=== INFORMATION SHOWN ===

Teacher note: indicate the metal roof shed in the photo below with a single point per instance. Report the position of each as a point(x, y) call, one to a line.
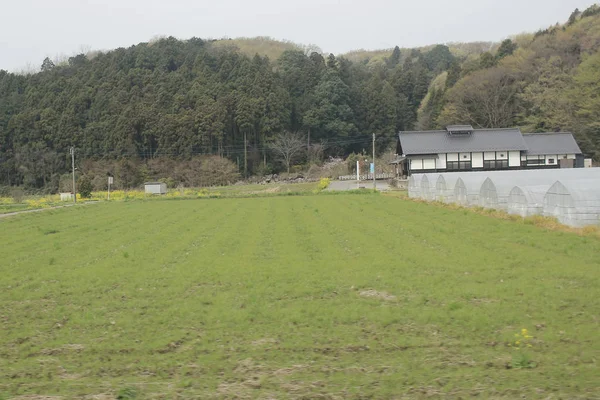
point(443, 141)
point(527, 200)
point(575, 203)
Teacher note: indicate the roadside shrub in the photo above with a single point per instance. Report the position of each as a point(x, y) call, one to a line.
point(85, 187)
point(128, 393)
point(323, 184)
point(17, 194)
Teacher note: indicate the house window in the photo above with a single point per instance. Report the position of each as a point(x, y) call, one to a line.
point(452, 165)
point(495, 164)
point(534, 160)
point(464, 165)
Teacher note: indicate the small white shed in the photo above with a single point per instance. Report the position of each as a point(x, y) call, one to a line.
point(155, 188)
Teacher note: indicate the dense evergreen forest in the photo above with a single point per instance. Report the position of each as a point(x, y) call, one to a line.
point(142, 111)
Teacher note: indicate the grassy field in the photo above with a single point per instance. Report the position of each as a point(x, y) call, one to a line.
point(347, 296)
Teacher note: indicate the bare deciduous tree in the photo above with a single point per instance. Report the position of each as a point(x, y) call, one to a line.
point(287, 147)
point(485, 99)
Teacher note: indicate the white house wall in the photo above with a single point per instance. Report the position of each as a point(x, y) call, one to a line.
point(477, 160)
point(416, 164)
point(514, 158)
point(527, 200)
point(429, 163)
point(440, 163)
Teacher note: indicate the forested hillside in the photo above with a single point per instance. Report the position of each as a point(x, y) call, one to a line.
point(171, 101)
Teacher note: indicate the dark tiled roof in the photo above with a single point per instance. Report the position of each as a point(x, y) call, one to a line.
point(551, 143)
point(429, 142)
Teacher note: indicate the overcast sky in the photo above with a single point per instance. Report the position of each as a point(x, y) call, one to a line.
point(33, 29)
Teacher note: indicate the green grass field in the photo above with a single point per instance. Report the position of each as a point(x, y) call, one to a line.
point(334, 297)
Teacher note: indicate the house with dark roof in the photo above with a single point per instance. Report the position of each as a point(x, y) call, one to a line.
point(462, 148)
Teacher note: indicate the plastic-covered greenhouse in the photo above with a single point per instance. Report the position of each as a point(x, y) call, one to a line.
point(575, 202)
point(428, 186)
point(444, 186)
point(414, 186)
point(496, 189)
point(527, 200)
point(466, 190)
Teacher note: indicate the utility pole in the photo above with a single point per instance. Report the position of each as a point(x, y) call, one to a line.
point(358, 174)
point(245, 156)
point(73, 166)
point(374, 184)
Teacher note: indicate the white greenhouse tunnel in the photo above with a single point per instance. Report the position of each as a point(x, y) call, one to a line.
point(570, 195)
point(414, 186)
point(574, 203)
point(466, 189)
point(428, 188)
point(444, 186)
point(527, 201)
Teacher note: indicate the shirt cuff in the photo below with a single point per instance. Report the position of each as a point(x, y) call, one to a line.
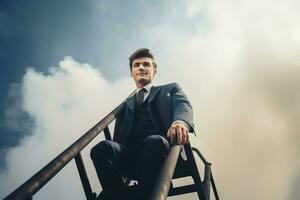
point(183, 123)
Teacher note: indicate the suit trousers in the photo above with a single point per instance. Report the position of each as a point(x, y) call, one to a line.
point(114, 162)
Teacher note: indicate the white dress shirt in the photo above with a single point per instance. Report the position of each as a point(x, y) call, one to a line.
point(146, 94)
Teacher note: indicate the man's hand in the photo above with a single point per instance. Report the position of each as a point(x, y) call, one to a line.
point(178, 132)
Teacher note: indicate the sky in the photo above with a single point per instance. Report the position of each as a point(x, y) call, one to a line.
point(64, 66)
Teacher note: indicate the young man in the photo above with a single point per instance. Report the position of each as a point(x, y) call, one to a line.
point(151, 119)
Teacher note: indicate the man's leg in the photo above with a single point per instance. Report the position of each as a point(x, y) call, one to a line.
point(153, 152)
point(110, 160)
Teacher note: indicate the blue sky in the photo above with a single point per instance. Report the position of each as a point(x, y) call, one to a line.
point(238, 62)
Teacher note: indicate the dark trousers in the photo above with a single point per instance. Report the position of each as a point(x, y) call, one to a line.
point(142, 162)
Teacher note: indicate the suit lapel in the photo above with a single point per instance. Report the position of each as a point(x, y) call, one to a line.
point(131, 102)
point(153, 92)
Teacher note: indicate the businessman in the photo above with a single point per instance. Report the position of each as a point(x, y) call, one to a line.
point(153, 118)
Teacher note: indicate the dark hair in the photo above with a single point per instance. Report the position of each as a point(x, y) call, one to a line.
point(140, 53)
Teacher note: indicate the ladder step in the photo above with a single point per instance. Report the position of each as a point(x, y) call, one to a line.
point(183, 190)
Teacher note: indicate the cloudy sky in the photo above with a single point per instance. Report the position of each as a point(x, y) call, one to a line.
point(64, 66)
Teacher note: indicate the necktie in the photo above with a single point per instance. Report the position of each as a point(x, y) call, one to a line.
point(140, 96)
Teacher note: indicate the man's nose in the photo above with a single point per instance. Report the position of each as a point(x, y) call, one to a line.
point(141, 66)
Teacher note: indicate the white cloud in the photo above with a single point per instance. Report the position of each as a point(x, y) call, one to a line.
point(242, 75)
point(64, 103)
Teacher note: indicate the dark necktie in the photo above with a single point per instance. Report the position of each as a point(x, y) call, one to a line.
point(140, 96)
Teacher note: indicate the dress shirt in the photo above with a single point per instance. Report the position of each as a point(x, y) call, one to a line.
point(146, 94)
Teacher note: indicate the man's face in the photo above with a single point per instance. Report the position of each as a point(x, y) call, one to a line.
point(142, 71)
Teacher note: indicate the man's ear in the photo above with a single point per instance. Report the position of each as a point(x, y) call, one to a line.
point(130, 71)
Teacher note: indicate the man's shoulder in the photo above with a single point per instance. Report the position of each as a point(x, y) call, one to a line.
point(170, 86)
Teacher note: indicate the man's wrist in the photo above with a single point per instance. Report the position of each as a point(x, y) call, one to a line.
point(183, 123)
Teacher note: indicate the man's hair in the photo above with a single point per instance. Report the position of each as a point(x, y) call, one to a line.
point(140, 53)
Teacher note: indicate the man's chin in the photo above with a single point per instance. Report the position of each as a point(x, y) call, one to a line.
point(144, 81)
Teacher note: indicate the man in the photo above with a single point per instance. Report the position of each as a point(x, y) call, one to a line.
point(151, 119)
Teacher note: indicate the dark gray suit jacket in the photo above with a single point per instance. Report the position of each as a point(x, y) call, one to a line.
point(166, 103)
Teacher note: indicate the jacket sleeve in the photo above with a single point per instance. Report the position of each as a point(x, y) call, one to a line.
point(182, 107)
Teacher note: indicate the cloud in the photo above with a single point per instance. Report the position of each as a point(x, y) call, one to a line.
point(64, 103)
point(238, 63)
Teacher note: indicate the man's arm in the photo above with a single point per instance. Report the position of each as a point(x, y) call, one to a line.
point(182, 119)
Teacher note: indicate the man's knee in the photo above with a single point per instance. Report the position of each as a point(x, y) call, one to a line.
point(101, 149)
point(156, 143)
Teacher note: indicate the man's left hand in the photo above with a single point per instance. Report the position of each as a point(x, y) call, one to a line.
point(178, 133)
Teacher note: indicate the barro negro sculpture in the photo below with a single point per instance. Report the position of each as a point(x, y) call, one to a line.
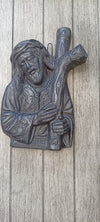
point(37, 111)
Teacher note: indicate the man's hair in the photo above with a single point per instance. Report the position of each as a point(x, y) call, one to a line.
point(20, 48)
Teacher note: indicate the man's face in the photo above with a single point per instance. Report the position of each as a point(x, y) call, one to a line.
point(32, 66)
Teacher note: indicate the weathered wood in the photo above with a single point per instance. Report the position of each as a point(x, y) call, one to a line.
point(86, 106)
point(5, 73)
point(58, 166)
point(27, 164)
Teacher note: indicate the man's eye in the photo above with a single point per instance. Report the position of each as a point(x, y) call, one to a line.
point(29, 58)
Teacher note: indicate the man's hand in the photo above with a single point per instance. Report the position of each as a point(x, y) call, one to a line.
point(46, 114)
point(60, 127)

=== WHAT IS REQUIRED ===
Rewrite the records above with every "Teacher note" replaced by "Annotator note" and nothing else changed, leaving out the pictures.

=== EXERCISE OUTPUT ===
Annotator note: indicate the metal roof shed in the photo below with a single point per instance. Report the position of each as a point(x, y) call, one to a line.
point(443, 141)
point(527, 200)
point(575, 203)
Annotator note: indicate the roadside shrub in the photo above with a single point per instance. Report the position of each as a point(x, y) call, one to a line.
point(85, 187)
point(128, 393)
point(323, 184)
point(17, 194)
Annotator note: indicate the house window in the photo above with a single point per instance. Report the position of each as a point(x, y) call, one to a line.
point(452, 165)
point(495, 164)
point(534, 160)
point(464, 165)
Annotator note: indicate the small white shed in the photo above with a single point per instance. Report the position of each as a point(x, y) call, one to a line.
point(155, 188)
Annotator note: indicate the dense evergreen forest in the photo above with a single point per instance. Report the position of each as a point(x, y) call, one to a line.
point(142, 111)
Annotator note: indicate the grassy field in the photo above with a single point per instance. Report the position of each as a point(x, y) call, one to a line.
point(347, 296)
Annotator note: indicate the bare deciduous tree in the photo above with a single point per instance. Report the position of each as a point(x, y) call, one to a line.
point(287, 147)
point(485, 99)
Annotator note: indicate the white house wall in the photo above with a single point per instance. Report the position of each as a point(x, y) call, one to a line.
point(477, 160)
point(416, 164)
point(514, 158)
point(527, 200)
point(429, 163)
point(440, 163)
Annotator note: indicate the forested hillside in the photo above with a single point per instance. Report the position of each as a point(x, y) call, one to a line.
point(171, 101)
Annotator note: indicate the dark tiled roof in the photo above with a single point per instance. Report the position of each as a point(x, y) call, one to a line.
point(551, 143)
point(429, 142)
Annotator note: indicate the overcast sky in the photo above with a single point per instance. Report the position of each as a point(x, y) call, one to a line.
point(33, 29)
Annotator note: indicate the green grass field in the photo above with a single point per instance. Report the position of each as a point(x, y) call, one to a line.
point(334, 297)
Annotator note: indicate the house with dark roof in the photo above with a single point per instance. Report the position of each as a point(x, y) call, one to a line.
point(462, 148)
Annotator note: indicate the plastic-covered greenhouse in the photo above with a single point per instance. Report the position of each as a point(x, y) call, one to a line.
point(575, 202)
point(428, 186)
point(444, 186)
point(414, 186)
point(496, 189)
point(527, 200)
point(466, 190)
Annotator note: indicate the utility pole in the photo above with a single point per instance. Report the position of each as a point(x, y) call, one to a line.
point(358, 174)
point(245, 156)
point(73, 166)
point(374, 184)
Annotator note: indicate the white greenhouse tunnel in the photo above with a single point per instance. Report the position of each as a point(x, y) call, one to a line.
point(570, 195)
point(414, 186)
point(574, 203)
point(466, 189)
point(428, 188)
point(444, 186)
point(527, 201)
Annotator note: indicate the shirt cuff in the photo below with a single point per instance. Report the position of each as a point(x, y) call, one to a line.
point(183, 123)
Annotator note: indicate the suit trousers in the photo above with a single point per instance. Report the position of each as a point(x, y) call, one to a line.
point(114, 162)
Annotator note: indicate the white dress shirt in the photo above with a single point per instance. Report the position of each as a point(x, y) call, one to a line.
point(146, 94)
Annotator note: indicate the man's hand in the photo above with a single point per instance. Report the position of each as a point(x, y) call, one to a line.
point(178, 132)
Annotator note: indicate the sky in the photo above with a single point per instance. Report the position of each as a point(x, y) call, one to a line.
point(64, 66)
Annotator note: indicate the young man in the photo above with a single point per instance. Report the position of each as a point(x, y) call, one to a line.
point(151, 119)
Annotator note: indicate the man's leg in the photo above with a single point per instance. Report the position of each as a point(x, y) call, one to a line.
point(153, 152)
point(110, 160)
Annotator note: indicate the blue sky in the photo above with a single point per instance. Report the position of each as a point(x, y) call, one to a line.
point(238, 62)
Annotator note: indicate the dark trousers in the photo above with a single point per instance. Report the position of each as a point(x, y) call, one to a line.
point(142, 162)
Annotator note: indicate the suit lapel in the photo above with a single point per instance. Report the position of each as a point(x, y) call, one to a line.
point(131, 102)
point(153, 92)
Annotator note: indicate the businessman in the photo above with a single point per instance. Report the position of each as a point(x, y) call, one to a line.
point(153, 118)
Annotator note: indicate the dark hair in the photo above with a single point per instance. Report the position of each as a point(x, y) call, one to a line.
point(140, 53)
Annotator note: indicate the ladder step in the photo above with a single point per instance. Report the position of each as a point(x, y) call, one to a line.
point(183, 190)
Annotator note: indicate the cloudy sky in the photo above with a single point per instance. Report the position of each as a point(x, y) call, one to a line.
point(64, 66)
Annotator note: indicate the necktie in the photo above with a single point per instance. Report the position of each as a point(x, y) call, one to a line.
point(140, 96)
Annotator note: indicate the man's nose in the photo above with a single point per instance. Report the position of each as a point(x, y) call, one to a line.
point(141, 66)
Annotator note: indicate the white cloud in the photo above with a single point per instance. Report the position of each as a point(x, y) call, one to a line.
point(242, 75)
point(64, 103)
Annotator note: indicate the dark necktie in the photo above with a single point per instance. Report the position of each as a point(x, y) call, one to a line.
point(140, 96)
Annotator note: indicate the dress shirt in the photo above with a single point per instance. Report the position of each as a point(x, y) call, one to a line.
point(146, 94)
Annotator note: indicate the man's face in the photo above with a single point per instance. Report the position of each as a point(x, y) call, one to a line.
point(142, 71)
Annotator note: indicate the man's ear in the photo above with a single point per instance. Report the position of each as a point(x, y) call, one to a line.
point(130, 71)
Annotator note: indicate the man's shoulder in the photo above with a single point per instance. Report the position of each as a point(x, y) call, one to a line.
point(170, 86)
Annotator note: indicate the man's wrist in the photo above with a single point per instance. Report the position of each as a point(x, y) call, one to a line.
point(183, 123)
Annotator note: indicate the man's hair in the photo above with a single point per instance. Report the position of each as a point(x, y) call, one to a line.
point(140, 53)
Annotator note: indicate the man's chin in the photo above with a single point per instance. Report the position of each as a point(x, y) call, one to a line.
point(144, 81)
Annotator note: indicate the man in the photo above with a single point per instance. Report the position of each as a point(x, y) call, one to a line.
point(151, 119)
Annotator note: indicate the dark gray suit jacket in the photo above with a single point per instance. Report the position of each as a point(x, y) call, one to a line.
point(166, 103)
Annotator note: indicate the jacket sleeve in the photo above with a single point per instance. Report the position of each as a point(x, y) call, one to a line.
point(182, 107)
Annotator note: indicate the cloud in the photo above with a single point per instance. Report the position of each as a point(x, y) call, one to a line.
point(64, 103)
point(238, 63)
Annotator note: indicate the man's arm in the photo above with a single point per instance. Report the position of each as a point(x, y) call, one to a line.
point(182, 119)
Annotator note: indicate the man's knee in the photo above with a single point per instance. Report the position of each as a point(x, y) call, one to a line.
point(101, 149)
point(156, 143)
Annotator note: indicate the man's left hand in the photo above with a single point per instance. Report the position of each as a point(x, y) call, one to a line.
point(178, 133)
Annotator note: indicate the barro negro sculpture in the photo below with a single point per instance. Report the position of each as a point(x, y) call, one to a line.
point(37, 111)
Annotator note: indicate the man's hair in the photo above with a single point per instance. Report the position of each as a point(x, y) call, one to a line.
point(20, 48)
Annotator note: indicate the man's face in the photo above with a single point per instance. Report the position of each as a point(x, y) call, one to a line.
point(32, 66)
Annotator note: indicate the weathered wood in the photo above with a single point per instance. Report the position of each as a point(x, y) call, one to a line.
point(86, 106)
point(5, 73)
point(58, 166)
point(27, 164)
Annotator note: indicate the man's eye in the photo above with a single point per instance. Report the position of each as a point(x, y) call, one to a line.
point(29, 58)
Annotator note: indicate the man's hand in the photo above with a single point per instance. Report the position of each as a point(x, y) call, one to a line.
point(46, 114)
point(60, 127)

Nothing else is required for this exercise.